*What is needed*.
Recast the stretch of the items below that opens with the line containing "the door glass" and closes with the line containing "x=180, y=120" as a JSON list of strings, one string per line. Include both of those lines and skip any blank lines.

## Begin Data to use

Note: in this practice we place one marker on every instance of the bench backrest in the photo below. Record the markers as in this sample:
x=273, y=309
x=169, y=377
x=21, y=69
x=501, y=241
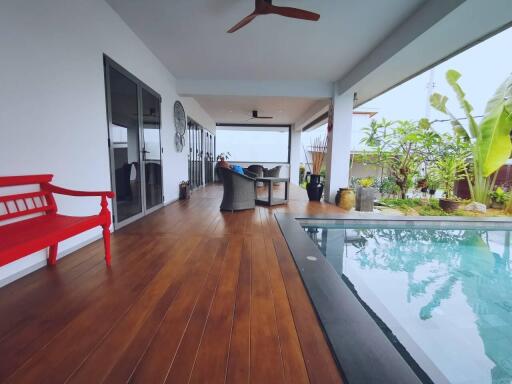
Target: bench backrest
x=22, y=204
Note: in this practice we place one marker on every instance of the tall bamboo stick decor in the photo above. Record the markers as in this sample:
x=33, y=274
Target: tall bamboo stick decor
x=318, y=150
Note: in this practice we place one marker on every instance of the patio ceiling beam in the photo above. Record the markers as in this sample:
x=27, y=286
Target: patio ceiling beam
x=466, y=25
x=312, y=89
x=428, y=14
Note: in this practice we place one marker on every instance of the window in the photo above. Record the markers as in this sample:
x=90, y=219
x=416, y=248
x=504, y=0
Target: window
x=255, y=143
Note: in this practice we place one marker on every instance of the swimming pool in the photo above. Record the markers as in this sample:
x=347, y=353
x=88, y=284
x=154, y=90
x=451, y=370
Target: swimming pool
x=442, y=297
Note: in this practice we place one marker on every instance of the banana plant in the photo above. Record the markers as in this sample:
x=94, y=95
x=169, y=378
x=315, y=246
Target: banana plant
x=489, y=140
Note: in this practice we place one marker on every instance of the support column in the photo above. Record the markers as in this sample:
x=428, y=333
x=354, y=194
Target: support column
x=338, y=145
x=295, y=155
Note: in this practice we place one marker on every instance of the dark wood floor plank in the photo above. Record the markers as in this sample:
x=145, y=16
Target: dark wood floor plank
x=211, y=362
x=182, y=363
x=266, y=360
x=42, y=326
x=293, y=361
x=99, y=364
x=193, y=295
x=154, y=365
x=110, y=306
x=239, y=359
x=317, y=355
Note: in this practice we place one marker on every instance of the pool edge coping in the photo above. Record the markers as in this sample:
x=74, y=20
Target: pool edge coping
x=356, y=341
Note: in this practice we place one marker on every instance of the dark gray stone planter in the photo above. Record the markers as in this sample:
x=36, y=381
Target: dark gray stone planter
x=364, y=199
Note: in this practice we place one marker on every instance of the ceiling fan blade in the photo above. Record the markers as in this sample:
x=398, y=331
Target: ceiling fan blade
x=294, y=13
x=246, y=20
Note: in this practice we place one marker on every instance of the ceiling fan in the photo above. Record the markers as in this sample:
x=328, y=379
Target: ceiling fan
x=265, y=7
x=256, y=116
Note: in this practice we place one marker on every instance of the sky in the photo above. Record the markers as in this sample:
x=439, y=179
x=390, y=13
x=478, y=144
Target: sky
x=483, y=68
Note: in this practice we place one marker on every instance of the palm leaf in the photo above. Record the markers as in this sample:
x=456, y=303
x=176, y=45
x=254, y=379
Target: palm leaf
x=495, y=128
x=452, y=78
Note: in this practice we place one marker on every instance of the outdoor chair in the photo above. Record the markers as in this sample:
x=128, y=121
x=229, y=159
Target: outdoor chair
x=272, y=172
x=239, y=191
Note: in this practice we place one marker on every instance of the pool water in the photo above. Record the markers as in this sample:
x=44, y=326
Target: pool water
x=443, y=296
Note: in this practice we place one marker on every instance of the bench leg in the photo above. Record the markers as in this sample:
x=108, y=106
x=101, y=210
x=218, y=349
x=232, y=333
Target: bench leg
x=52, y=257
x=106, y=242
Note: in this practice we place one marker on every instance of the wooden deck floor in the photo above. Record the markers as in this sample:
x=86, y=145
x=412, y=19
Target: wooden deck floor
x=194, y=296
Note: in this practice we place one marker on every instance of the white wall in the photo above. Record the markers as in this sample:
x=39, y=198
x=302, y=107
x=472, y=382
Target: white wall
x=52, y=101
x=295, y=155
x=338, y=145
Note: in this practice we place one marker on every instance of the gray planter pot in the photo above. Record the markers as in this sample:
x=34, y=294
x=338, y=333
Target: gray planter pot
x=364, y=199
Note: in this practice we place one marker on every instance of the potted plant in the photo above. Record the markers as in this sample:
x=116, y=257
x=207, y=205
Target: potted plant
x=315, y=186
x=365, y=195
x=184, y=190
x=448, y=171
x=345, y=198
x=432, y=184
x=221, y=163
x=499, y=198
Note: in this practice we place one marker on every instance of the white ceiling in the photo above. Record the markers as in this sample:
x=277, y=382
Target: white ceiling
x=236, y=110
x=190, y=38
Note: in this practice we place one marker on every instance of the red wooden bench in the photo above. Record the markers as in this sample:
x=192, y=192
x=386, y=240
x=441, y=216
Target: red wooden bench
x=44, y=227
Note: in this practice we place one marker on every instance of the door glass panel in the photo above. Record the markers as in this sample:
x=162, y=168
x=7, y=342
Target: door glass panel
x=125, y=141
x=151, y=149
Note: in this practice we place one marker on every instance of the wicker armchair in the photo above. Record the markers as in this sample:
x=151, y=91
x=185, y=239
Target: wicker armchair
x=239, y=191
x=272, y=172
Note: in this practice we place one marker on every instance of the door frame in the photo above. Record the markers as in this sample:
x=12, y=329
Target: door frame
x=109, y=64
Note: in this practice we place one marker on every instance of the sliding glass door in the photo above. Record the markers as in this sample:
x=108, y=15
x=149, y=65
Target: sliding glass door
x=152, y=152
x=134, y=142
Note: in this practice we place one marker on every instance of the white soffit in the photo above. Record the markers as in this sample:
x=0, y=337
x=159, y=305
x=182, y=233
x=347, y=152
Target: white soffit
x=468, y=24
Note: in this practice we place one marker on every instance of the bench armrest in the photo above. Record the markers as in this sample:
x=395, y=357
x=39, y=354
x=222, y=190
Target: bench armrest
x=63, y=191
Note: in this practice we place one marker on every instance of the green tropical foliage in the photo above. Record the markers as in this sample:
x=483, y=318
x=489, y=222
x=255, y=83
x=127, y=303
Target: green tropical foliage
x=398, y=147
x=489, y=140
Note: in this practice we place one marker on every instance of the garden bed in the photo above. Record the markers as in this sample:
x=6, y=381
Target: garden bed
x=430, y=207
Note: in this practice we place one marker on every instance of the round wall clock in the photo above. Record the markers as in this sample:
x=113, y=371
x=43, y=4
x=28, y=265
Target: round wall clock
x=179, y=141
x=180, y=120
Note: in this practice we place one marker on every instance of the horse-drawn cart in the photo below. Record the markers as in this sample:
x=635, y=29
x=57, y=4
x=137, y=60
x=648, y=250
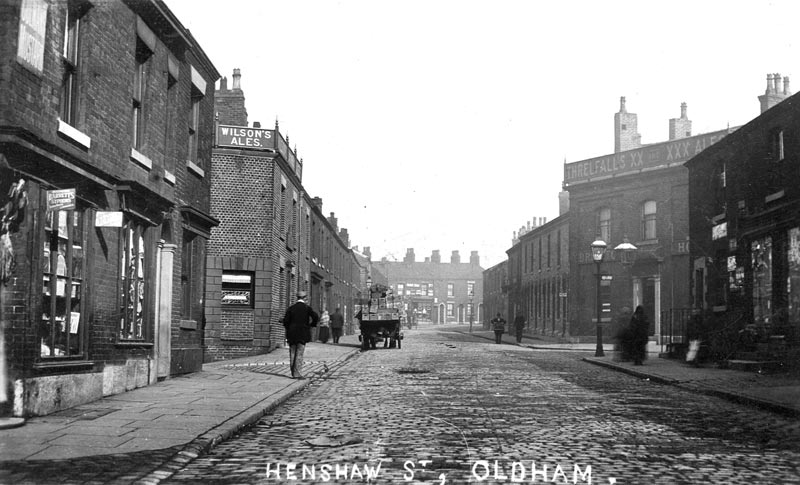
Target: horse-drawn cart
x=379, y=320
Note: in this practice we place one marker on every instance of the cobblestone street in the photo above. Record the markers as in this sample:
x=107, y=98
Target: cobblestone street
x=450, y=408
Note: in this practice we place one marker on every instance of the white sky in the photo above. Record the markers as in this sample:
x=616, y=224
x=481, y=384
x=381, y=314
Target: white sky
x=445, y=124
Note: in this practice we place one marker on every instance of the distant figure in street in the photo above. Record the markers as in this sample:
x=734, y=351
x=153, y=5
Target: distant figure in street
x=499, y=327
x=638, y=330
x=337, y=325
x=298, y=320
x=519, y=326
x=324, y=327
x=622, y=338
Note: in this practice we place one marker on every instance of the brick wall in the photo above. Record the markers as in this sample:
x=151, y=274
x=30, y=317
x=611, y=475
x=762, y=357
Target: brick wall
x=104, y=175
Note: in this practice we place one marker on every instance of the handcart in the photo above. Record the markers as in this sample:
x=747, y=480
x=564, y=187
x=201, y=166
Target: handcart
x=379, y=320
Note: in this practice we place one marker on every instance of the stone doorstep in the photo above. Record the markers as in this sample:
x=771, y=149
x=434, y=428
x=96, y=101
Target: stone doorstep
x=755, y=365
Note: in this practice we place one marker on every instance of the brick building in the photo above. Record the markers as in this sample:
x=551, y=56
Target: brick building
x=495, y=293
x=272, y=239
x=637, y=195
x=745, y=232
x=538, y=276
x=436, y=291
x=106, y=123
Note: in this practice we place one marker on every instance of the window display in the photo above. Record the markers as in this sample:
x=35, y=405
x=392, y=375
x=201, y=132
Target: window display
x=60, y=331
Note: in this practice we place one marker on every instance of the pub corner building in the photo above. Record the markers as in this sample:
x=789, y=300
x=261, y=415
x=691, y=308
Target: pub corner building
x=106, y=131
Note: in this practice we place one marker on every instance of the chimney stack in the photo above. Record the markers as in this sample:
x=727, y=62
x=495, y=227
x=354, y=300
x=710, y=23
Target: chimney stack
x=680, y=127
x=237, y=78
x=626, y=130
x=773, y=94
x=334, y=222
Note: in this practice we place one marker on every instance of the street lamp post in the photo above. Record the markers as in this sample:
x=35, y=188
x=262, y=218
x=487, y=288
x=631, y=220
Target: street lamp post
x=598, y=251
x=471, y=311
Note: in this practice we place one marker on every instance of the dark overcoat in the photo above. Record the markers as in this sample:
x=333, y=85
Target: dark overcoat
x=298, y=320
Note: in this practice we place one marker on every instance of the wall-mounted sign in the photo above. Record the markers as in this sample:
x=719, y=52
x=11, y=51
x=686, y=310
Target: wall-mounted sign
x=647, y=157
x=244, y=137
x=61, y=200
x=108, y=219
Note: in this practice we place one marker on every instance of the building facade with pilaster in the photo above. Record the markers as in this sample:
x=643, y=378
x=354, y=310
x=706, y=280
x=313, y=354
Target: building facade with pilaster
x=272, y=239
x=639, y=196
x=745, y=232
x=106, y=124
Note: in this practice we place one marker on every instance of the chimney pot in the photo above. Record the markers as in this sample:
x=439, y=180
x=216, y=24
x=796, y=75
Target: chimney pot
x=237, y=78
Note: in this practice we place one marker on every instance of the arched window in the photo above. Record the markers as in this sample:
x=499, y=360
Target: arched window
x=649, y=220
x=604, y=223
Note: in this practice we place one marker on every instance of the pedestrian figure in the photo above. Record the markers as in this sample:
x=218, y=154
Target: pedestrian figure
x=324, y=326
x=623, y=338
x=638, y=332
x=337, y=325
x=298, y=320
x=499, y=327
x=519, y=326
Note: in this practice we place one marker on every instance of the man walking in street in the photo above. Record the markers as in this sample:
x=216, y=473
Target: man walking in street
x=298, y=320
x=499, y=327
x=337, y=325
x=519, y=326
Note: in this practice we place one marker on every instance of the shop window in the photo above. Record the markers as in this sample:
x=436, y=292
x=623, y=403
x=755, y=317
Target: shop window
x=761, y=259
x=237, y=289
x=794, y=275
x=133, y=282
x=63, y=257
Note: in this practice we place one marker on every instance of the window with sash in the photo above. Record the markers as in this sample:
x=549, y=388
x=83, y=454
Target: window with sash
x=71, y=56
x=649, y=220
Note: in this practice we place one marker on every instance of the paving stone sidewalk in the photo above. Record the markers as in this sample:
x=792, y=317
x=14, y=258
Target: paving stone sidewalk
x=190, y=412
x=779, y=392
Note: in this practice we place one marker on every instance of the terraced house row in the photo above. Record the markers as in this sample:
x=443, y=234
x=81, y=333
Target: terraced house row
x=111, y=219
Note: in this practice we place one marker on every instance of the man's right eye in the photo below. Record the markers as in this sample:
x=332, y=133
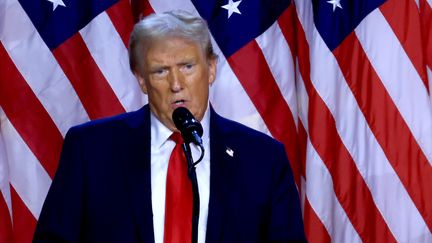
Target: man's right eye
x=159, y=72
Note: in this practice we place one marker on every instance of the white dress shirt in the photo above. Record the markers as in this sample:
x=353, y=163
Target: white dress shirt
x=161, y=148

## End Data to use

*The completed task*.
[
  "Note: in this practice we place one marker on every instance of the door glass panel in the photo above. Record the markers as in this sample:",
  "x=162, y=168",
  "x=7, y=342",
  "Target: door glass panel",
  "x=125, y=141",
  "x=151, y=149",
  "Note: in this practice we place one marker on every instance of the wicker armchair in the photo above. Record the markers as in this sample:",
  "x=151, y=91",
  "x=185, y=239",
  "Target: wicker armchair",
  "x=239, y=191",
  "x=272, y=172",
  "Note: in this practice we place one marker on every instance of the door frame in the photo above. Record the markers as in this sample:",
  "x=12, y=329",
  "Target: door frame",
  "x=109, y=64",
  "Note: in this practice we place one marker on every instance of the sliding glass door in the photo above. Record the markers as in this sample:",
  "x=108, y=15",
  "x=149, y=65",
  "Target: sliding glass door",
  "x=152, y=152",
  "x=134, y=142",
  "Note: in this practice we place one marker on every instance of the white soffit in the photo above. Record the markers as in this sample:",
  "x=0, y=337",
  "x=159, y=305",
  "x=182, y=233",
  "x=347, y=152",
  "Target: white soffit",
  "x=468, y=24",
  "Note: in this practice we place one marker on every instance of the bench armrest in the photo above. Record the markers as in this sample:",
  "x=395, y=357",
  "x=39, y=354",
  "x=222, y=190",
  "Target: bench armrest",
  "x=63, y=191",
  "Note: in this practice we place one marker on every instance of the green tropical foliage in the photo above. Record the markers as in this sample:",
  "x=483, y=318",
  "x=489, y=222",
  "x=255, y=83",
  "x=127, y=303",
  "Target: green tropical foliage",
  "x=398, y=147",
  "x=489, y=140",
  "Note: in this practice we place one marker on every instance of the garden bed in the photo above. Record the markers as in this sample:",
  "x=6, y=381",
  "Target: garden bed",
  "x=430, y=207",
  "Note: in this practice we place one marker on every instance of the round wall clock in the photo above. Record the markers as in this sample:",
  "x=113, y=371",
  "x=43, y=4",
  "x=28, y=265",
  "Target: round wall clock",
  "x=179, y=141",
  "x=180, y=120"
]